Lines of data:
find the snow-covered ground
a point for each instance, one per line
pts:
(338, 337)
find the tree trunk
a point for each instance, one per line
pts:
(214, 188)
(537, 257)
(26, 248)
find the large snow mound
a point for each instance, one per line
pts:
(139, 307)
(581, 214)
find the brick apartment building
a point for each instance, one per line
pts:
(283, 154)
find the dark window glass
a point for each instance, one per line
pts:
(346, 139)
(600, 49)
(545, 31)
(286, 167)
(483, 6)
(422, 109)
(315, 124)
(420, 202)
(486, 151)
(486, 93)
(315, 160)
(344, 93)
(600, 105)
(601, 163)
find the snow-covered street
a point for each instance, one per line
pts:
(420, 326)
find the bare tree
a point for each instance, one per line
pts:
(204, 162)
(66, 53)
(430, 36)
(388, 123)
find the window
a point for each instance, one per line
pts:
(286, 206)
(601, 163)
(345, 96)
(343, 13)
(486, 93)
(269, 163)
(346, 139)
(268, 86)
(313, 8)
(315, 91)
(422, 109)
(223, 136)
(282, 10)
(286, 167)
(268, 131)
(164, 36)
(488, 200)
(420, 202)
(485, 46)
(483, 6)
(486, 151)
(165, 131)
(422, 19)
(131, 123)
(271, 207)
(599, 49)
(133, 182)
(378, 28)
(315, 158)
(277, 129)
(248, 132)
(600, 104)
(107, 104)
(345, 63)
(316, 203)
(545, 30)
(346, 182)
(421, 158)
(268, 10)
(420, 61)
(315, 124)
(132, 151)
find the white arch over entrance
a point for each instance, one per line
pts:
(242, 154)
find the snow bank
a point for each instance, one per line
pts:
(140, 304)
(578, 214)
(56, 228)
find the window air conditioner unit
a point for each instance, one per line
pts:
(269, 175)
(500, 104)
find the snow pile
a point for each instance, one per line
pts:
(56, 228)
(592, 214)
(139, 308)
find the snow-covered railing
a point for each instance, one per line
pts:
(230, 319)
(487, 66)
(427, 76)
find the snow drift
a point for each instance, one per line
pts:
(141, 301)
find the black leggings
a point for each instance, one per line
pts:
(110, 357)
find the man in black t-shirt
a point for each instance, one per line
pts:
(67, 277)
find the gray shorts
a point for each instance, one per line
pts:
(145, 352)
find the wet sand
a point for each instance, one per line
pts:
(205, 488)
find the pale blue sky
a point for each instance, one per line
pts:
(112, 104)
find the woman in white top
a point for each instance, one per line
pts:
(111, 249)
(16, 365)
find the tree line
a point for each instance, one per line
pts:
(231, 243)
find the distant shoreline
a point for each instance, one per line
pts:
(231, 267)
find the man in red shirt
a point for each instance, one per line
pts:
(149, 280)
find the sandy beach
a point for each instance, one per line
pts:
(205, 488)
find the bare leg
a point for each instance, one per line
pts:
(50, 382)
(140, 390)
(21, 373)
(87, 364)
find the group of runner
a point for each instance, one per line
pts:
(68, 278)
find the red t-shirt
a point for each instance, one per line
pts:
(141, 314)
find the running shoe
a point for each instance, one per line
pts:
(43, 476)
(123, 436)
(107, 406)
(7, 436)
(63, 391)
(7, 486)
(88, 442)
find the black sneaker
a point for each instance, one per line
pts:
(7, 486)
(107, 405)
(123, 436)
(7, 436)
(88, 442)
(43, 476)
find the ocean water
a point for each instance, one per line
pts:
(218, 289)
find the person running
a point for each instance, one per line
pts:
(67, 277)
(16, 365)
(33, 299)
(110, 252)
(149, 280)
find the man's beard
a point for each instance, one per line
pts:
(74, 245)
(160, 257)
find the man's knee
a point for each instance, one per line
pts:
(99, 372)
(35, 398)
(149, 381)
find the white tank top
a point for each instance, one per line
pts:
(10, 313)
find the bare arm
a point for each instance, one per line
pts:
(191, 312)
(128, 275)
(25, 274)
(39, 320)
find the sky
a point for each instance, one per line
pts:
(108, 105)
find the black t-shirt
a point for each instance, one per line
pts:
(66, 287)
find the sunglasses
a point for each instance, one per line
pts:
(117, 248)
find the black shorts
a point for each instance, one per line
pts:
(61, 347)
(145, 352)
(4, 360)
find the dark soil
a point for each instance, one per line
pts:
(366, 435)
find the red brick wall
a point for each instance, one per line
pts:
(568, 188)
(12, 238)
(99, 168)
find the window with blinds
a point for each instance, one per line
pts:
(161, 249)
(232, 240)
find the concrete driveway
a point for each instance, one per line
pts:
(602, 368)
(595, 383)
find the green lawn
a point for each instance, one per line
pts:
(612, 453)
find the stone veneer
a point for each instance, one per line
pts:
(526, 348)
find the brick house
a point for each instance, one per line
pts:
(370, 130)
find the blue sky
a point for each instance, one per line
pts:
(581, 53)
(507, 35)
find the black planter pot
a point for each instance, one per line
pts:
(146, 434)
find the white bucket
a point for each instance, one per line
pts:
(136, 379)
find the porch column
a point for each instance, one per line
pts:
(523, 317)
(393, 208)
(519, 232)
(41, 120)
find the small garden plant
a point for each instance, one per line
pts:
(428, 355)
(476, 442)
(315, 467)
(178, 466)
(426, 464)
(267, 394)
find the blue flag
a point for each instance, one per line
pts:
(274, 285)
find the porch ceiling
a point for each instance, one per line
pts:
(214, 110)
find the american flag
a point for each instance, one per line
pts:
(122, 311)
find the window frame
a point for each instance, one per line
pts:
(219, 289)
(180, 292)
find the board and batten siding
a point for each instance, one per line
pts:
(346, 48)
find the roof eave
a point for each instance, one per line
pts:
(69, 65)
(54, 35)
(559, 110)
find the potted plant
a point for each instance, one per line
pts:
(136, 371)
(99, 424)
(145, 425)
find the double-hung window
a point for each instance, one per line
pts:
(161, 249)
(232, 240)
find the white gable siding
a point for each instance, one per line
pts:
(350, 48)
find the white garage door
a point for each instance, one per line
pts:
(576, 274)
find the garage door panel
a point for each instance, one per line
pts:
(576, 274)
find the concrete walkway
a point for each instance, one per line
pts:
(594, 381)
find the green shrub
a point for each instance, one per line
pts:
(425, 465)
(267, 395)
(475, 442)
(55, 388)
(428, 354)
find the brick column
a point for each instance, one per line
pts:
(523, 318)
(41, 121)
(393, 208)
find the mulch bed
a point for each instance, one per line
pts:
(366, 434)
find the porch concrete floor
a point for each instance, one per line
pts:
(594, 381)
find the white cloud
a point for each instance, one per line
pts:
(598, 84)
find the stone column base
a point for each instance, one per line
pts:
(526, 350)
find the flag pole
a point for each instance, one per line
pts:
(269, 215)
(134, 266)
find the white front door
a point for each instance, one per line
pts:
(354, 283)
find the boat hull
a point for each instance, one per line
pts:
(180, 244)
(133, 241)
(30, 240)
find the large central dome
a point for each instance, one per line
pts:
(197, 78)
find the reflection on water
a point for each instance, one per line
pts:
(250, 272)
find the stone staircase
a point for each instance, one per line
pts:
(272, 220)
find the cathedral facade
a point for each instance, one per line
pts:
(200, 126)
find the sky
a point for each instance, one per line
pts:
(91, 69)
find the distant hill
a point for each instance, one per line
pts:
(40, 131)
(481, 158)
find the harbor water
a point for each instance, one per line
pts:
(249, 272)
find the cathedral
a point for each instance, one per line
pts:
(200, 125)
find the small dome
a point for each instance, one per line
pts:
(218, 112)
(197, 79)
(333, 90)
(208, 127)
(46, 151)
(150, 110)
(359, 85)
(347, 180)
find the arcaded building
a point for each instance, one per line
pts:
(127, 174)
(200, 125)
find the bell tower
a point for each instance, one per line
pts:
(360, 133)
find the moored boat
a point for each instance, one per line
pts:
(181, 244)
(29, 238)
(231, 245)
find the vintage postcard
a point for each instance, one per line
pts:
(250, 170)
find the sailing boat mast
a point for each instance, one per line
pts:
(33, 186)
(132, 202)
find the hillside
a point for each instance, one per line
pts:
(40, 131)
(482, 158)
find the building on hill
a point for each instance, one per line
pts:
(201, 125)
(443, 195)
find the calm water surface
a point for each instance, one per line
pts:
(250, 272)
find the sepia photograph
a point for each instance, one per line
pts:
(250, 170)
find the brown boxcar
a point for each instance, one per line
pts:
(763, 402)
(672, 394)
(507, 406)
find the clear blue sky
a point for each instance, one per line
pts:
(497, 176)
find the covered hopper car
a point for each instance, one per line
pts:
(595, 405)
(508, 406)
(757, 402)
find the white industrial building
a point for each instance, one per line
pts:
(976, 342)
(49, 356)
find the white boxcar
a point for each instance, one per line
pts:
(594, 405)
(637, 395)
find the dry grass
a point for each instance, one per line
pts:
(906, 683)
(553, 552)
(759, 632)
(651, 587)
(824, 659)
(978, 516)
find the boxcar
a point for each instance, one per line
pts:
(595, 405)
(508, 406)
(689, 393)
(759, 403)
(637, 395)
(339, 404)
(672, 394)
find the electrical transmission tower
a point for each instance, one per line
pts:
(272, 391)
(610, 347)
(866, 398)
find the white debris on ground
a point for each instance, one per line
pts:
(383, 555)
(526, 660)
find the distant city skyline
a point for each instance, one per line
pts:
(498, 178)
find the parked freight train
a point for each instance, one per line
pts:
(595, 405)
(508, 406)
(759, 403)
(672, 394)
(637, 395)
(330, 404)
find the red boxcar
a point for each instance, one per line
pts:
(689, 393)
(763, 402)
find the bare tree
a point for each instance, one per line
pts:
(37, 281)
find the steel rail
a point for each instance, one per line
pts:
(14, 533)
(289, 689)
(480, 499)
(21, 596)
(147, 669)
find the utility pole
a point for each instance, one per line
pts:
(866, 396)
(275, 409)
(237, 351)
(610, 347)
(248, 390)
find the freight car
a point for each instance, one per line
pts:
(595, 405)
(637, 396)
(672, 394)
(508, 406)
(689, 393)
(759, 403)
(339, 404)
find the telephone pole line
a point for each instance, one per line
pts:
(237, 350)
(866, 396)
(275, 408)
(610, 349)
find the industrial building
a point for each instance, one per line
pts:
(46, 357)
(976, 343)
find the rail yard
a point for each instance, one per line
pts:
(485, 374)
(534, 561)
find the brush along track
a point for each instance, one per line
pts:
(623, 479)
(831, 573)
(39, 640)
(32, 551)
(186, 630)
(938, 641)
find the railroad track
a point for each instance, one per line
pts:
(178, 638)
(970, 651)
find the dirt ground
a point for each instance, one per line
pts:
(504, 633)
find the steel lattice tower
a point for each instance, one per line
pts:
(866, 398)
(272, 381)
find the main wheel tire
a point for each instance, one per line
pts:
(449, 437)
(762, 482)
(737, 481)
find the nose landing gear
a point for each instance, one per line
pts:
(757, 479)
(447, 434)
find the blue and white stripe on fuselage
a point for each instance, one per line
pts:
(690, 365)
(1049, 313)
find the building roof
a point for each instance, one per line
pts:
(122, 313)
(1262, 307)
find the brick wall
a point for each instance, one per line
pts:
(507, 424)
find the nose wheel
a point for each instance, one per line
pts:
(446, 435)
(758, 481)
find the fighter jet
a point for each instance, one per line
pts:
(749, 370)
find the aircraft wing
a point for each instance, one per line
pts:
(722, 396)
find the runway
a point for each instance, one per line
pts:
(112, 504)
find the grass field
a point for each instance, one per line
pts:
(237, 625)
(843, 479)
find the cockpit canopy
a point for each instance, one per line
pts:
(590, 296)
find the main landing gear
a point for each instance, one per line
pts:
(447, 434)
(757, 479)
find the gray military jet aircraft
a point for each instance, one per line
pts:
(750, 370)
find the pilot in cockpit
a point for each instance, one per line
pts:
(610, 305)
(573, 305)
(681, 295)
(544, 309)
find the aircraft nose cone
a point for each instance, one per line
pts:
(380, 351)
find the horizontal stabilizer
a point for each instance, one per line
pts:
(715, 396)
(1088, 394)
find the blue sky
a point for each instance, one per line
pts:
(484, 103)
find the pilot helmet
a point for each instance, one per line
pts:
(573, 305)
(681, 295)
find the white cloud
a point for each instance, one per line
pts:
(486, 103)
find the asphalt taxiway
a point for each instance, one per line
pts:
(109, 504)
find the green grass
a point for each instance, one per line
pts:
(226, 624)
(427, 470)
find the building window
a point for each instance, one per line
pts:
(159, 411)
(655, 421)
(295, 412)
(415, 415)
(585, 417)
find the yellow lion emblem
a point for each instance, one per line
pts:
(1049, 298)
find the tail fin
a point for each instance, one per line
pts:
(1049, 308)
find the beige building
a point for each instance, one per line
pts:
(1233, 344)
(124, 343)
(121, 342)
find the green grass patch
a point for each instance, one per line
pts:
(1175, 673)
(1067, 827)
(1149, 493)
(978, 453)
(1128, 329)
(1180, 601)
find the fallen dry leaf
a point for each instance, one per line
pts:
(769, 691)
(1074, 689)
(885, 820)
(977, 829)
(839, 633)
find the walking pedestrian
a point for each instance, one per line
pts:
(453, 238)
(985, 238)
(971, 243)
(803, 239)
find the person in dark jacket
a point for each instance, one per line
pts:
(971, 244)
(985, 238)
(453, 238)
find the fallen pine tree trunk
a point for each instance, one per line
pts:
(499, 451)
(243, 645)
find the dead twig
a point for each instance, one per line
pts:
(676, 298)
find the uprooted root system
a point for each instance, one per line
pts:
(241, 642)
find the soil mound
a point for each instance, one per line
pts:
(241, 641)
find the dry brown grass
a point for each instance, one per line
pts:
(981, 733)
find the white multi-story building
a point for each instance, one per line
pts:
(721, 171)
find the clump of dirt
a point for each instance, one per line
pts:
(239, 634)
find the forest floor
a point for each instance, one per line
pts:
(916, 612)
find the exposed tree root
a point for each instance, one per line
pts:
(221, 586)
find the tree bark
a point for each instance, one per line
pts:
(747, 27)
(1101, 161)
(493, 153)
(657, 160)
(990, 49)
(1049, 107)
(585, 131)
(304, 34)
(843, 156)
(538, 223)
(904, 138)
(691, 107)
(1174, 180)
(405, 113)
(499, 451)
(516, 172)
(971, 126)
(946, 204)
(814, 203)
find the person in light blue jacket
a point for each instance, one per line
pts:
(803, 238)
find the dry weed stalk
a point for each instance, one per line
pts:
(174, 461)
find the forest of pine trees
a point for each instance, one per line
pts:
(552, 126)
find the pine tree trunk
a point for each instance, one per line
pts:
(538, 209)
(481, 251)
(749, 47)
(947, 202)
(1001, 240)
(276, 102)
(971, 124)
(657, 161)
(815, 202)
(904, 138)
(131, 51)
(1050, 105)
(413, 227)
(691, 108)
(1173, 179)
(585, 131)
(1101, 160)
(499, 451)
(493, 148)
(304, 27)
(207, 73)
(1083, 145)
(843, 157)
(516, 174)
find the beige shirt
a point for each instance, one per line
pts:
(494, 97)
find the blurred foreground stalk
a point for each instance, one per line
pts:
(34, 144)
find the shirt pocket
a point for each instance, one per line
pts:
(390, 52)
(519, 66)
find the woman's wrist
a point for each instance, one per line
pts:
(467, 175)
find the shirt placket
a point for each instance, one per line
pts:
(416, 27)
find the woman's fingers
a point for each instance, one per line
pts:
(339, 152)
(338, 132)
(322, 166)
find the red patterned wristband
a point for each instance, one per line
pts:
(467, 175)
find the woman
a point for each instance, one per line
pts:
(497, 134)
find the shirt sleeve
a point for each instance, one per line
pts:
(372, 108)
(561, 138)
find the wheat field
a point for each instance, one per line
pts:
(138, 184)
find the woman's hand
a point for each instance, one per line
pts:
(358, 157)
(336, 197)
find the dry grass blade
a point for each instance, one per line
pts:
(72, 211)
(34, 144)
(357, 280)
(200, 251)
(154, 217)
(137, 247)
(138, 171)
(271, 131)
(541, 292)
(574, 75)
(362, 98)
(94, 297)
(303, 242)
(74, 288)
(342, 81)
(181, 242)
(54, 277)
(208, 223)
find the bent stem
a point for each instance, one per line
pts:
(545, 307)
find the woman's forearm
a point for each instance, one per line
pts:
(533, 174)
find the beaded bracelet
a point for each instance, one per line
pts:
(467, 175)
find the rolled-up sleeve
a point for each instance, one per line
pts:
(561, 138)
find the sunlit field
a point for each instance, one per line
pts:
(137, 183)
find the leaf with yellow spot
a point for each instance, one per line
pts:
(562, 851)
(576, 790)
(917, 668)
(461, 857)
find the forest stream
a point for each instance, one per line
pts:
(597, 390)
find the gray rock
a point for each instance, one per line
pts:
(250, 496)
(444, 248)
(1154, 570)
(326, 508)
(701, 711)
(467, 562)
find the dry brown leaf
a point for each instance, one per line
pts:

▶ _GOAL OF THE EXERCISE_:
Reproduce nothing but the lines from the line containing "find the shirt placket" to the last line of the data, each exactly as written.

▶ _REPLY TO THE TASK_:
find the shirt placket
a point for each instance, one per line
pts:
(416, 27)
find the woman's fingers
a point for each instance, one per line
pts:
(339, 152)
(338, 132)
(322, 166)
find the red patterned wristband
a point for each instance, one per line
pts:
(467, 175)
find the woman
a point for each instance, one per line
pts:
(497, 134)
find the shirt sleeve
a point for each instance, one per line
pts:
(372, 108)
(561, 138)
find the wheat field
a point for each instance, one per line
pts:
(138, 184)
find the woman's hand
a point for each instance, one per line
pts:
(358, 157)
(336, 197)
find the dry grass blade
a point for each instance, one per line
pts:
(72, 211)
(34, 144)
(357, 280)
(200, 251)
(154, 217)
(137, 247)
(138, 171)
(271, 131)
(541, 292)
(574, 75)
(362, 98)
(94, 297)
(303, 242)
(74, 288)
(342, 81)
(181, 242)
(54, 277)
(208, 223)
find the bent stem
a point for each instance, one per line
pts:
(545, 307)
find the woman's forearm
a point for each instance, one per line
pts:
(533, 174)
find the beaded bracelet
a point for each instance, one per line
pts:
(467, 175)
find the rolled-up sleeve
a point for each instance, one per line
pts:
(561, 138)
find the sunlit field
a point for each instance, one per line
pts:
(137, 183)
find the leaf with yellow spot
a point for each instance, one per line
pts:
(562, 851)
(576, 790)
(917, 668)
(461, 857)
find the forest stream
a point for each instance, one per line
pts:
(597, 390)
find the gray rock
a point for each instance, one per line
pts:
(250, 496)
(444, 248)
(1154, 570)
(326, 508)
(701, 711)
(467, 562)
find the dry brown leaf
a point for each instance, one per line
pts:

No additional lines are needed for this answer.